▸ **TASKS**
A - In the interview text, take the part that opens with the words "CC: You didn't" and closes with "2006. Mixed media.", and give it again with "powder room" switched to "dressing room".
B - Copy out the lines of the records that run from the line containing "Where can you spot the green plastic" through the end of the records, both ends included, exactly as they stand.
===== EXTRACTED TEXT
I got a rough cut together and I was like you're not so bad, you're all right, you know. It's one of the few times I made a piece and had a sense that there was no rush or deadline. I was much more diffuse about my approach to it which is unlike me in general with my work. I tend to be pretty focused about my work. But, the horror film is just mad creepy.
CC: You just walked into that house and immediately thought "This is creepy."
KO: It's not like The Shining...it's like The Shining's bootleg. It's real creepy. You could see that there had to be something creepy [at Skowhegan], if you would just dig a little. Linda the Executive Director used to live there. I was like, "How did you live here?"
The film is about these two Siamese twins. They get possessed and split themselves apart. They get obsessed with these shoes that come between them and the shoes consume them. There are two rooms; one room is all white with two twin beds and a room that is green with two twin beds. They're all identical, the beds, the rooms, except they're just in different colors.
CC: You didn't do this? It was your natural backdrop?
KO: That's just how it was. Then there was a powder room in the house, where it's drawers almost floor to ceiling and a closet, and the room is like seven feet wide and it has a mirror. You come in and you're already claustrophobic. Then you start pulling out drawers.
CC: Yeah, that's a little scary.
To Big for Your Breaches, 2006. Mixed media.
KO: I'm about to shoot this new film about these roller dancers who are high school students that sneak out of their house onto the roof. It's set in the 80's and they battle each other roller skating. I had an uncle who was always saying everybody should have their secrets. I have a dear friend of mine who was talking about how trust was not about whether somebody tells you everything; it's about if you believe them and about whether or not you trust you're good with them. Believing them is key.
Growing up in New York you needed those magic spaces. I feel like that's where you go, you go to the rooftop, it's the only open space in the city. And you feel like you're in the heavens, there's these little stars, there's the stars from the building those little glints of light, and you have all the time in the world, until the sun comes up. As a city kid and as a night owl, night has always had that for me.
==========
===== RECORDS TO PROCESS
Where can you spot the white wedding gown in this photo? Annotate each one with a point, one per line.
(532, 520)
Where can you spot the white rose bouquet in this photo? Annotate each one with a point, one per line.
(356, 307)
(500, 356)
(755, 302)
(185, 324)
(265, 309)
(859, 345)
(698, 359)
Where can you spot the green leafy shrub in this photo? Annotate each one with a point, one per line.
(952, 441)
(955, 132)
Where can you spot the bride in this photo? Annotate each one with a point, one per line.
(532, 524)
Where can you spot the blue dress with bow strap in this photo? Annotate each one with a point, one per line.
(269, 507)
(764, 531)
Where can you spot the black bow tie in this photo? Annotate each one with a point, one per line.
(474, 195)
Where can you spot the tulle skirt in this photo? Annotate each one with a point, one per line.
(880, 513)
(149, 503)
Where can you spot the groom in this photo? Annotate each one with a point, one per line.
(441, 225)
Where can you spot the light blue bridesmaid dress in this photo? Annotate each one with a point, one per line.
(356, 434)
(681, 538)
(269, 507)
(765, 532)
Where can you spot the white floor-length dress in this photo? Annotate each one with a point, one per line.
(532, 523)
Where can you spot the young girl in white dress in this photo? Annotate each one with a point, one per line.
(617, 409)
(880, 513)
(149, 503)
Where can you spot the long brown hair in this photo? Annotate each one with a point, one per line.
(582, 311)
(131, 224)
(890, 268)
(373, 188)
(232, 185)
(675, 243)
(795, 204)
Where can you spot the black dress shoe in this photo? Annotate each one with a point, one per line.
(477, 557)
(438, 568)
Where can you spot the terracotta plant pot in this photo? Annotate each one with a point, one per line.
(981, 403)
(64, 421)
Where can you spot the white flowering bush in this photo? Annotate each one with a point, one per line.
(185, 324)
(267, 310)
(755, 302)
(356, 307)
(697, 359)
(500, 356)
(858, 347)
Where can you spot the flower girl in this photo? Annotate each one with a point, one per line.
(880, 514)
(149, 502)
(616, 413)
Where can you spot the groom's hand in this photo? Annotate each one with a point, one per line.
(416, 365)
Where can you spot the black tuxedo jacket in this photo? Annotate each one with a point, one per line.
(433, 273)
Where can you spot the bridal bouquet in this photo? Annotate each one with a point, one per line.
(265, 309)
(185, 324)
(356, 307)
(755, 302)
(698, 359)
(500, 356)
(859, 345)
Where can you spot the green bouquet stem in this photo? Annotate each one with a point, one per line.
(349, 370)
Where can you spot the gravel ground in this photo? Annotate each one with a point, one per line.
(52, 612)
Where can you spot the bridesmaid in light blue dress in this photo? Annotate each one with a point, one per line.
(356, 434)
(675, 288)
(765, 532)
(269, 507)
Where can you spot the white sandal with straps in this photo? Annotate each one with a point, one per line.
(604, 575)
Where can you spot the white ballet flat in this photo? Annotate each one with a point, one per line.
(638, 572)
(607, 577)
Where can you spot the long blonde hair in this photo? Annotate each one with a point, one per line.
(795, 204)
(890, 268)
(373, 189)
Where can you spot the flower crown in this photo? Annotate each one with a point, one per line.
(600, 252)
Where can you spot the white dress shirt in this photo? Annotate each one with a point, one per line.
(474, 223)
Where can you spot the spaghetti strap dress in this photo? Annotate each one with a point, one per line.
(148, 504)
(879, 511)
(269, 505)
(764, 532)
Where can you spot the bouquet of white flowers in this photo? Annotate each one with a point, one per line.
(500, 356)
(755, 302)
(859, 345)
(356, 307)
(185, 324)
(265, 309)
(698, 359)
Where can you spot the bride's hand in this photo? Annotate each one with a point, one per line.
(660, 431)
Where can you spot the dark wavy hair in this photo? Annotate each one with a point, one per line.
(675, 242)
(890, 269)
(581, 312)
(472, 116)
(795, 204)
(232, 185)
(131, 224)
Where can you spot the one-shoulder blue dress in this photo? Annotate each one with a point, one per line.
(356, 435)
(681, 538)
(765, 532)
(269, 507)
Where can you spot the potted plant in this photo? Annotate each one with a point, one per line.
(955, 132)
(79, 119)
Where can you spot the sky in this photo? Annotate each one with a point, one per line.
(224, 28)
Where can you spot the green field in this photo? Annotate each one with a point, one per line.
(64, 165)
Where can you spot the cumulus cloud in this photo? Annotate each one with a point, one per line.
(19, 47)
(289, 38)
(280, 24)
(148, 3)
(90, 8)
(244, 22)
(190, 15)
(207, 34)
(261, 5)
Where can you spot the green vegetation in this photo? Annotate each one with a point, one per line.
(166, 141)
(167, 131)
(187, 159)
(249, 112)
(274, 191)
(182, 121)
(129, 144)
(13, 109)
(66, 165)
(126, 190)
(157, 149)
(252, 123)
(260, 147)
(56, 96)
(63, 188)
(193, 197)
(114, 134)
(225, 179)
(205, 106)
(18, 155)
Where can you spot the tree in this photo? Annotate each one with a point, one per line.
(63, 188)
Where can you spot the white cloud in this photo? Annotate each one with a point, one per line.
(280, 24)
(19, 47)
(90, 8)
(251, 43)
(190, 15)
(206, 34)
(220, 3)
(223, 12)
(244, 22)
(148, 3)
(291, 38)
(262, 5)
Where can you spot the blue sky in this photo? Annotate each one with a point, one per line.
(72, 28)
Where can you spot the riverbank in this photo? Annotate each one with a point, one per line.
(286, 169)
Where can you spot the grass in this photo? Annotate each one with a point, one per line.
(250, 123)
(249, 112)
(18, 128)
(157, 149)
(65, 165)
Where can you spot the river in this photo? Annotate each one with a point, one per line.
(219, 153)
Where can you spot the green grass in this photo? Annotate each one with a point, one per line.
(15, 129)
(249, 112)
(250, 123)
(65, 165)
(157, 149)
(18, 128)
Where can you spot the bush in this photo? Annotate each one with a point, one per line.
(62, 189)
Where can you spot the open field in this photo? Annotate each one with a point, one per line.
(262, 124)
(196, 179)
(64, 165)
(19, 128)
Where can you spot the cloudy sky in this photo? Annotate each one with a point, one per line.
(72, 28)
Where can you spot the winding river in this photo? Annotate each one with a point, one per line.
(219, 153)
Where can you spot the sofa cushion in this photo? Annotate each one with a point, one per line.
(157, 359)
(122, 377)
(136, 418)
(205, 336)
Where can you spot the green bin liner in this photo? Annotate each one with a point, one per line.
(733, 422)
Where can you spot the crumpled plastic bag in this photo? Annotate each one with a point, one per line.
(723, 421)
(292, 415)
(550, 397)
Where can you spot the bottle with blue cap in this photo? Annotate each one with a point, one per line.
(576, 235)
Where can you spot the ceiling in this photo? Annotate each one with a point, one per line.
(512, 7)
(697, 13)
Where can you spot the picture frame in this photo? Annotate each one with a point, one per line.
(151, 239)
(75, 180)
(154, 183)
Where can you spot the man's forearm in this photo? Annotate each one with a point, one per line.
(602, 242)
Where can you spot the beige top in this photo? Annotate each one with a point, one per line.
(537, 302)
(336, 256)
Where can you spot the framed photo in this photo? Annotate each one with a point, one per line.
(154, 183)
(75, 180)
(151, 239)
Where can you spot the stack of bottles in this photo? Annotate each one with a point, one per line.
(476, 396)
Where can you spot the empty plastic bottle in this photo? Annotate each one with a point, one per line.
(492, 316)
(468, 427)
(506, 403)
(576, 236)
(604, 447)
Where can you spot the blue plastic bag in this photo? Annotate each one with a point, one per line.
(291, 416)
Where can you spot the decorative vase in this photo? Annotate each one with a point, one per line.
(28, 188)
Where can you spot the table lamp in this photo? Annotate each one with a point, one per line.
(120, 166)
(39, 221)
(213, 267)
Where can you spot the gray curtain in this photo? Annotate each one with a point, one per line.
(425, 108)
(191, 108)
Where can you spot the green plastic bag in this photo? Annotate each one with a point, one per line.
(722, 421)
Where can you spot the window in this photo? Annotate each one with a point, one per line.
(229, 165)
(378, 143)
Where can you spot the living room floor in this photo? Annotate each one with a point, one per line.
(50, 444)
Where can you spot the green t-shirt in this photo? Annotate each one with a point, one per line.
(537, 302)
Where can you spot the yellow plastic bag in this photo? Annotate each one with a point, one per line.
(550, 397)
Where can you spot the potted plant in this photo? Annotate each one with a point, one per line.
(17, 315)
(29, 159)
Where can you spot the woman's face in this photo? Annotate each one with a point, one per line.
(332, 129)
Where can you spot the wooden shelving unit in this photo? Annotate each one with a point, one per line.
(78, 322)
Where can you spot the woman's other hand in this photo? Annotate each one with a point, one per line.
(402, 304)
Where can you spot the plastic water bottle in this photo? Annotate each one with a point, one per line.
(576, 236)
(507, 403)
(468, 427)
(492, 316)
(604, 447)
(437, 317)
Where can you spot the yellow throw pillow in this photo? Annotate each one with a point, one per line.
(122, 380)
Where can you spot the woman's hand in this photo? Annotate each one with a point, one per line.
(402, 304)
==========
▸ **ANSWERS TO EACH TASK**
A -
CC: You didn't do this? It was your natural backdrop?
KO: That's just how it was. Then there was a dressing room in the house, where it's drawers almost floor to ceiling and a closet, and the room is like seven feet wide and it has a mirror. You come in and you're already claustrophobic. Then you start pulling out drawers.
CC: Yeah, that's a little scary.
To Big for Your Breaches, 2006. Mixed media.

B -
Where can you spot the green plastic bag in this photo? Annotate each one with a point, one per line.
(722, 421)
Where can you spot the window in this photo? Annotate each one with a point, one per line.
(229, 165)
(378, 143)
Where can you spot the living room floor in this photo? Annotate each one with a point, one per line.
(50, 444)
Where can you spot the green t-shirt in this photo? Annotate each one with a point, one per line.
(537, 302)
Where can you spot the yellow plastic bag in this photo? Annotate each one with a point, one per line.
(550, 397)
Where can you spot the potted plant in this photo? Annotate each one with a point, one per line.
(17, 315)
(29, 159)
Where can you spot the woman's face in this photo? Annotate each one with a point, one per line.
(332, 129)
Where can you spot the wooden shelving unit in this photo? Annotate each one with a point, one per line.
(78, 322)
Where can you spot the woman's other hand in this photo? Annotate each one with a point, one per line.
(402, 304)
Where can you spot the plastic water bottle in this photo? Annotate each one with a point, one per line.
(576, 236)
(507, 403)
(468, 427)
(492, 316)
(604, 447)
(437, 317)
Where can you spot the yellow throw pillow in this photo? Annotate each one with a point, one per line.
(122, 380)
Where can you spot the woman's hand in this photo? Annotate each one with a point, one per line.
(402, 304)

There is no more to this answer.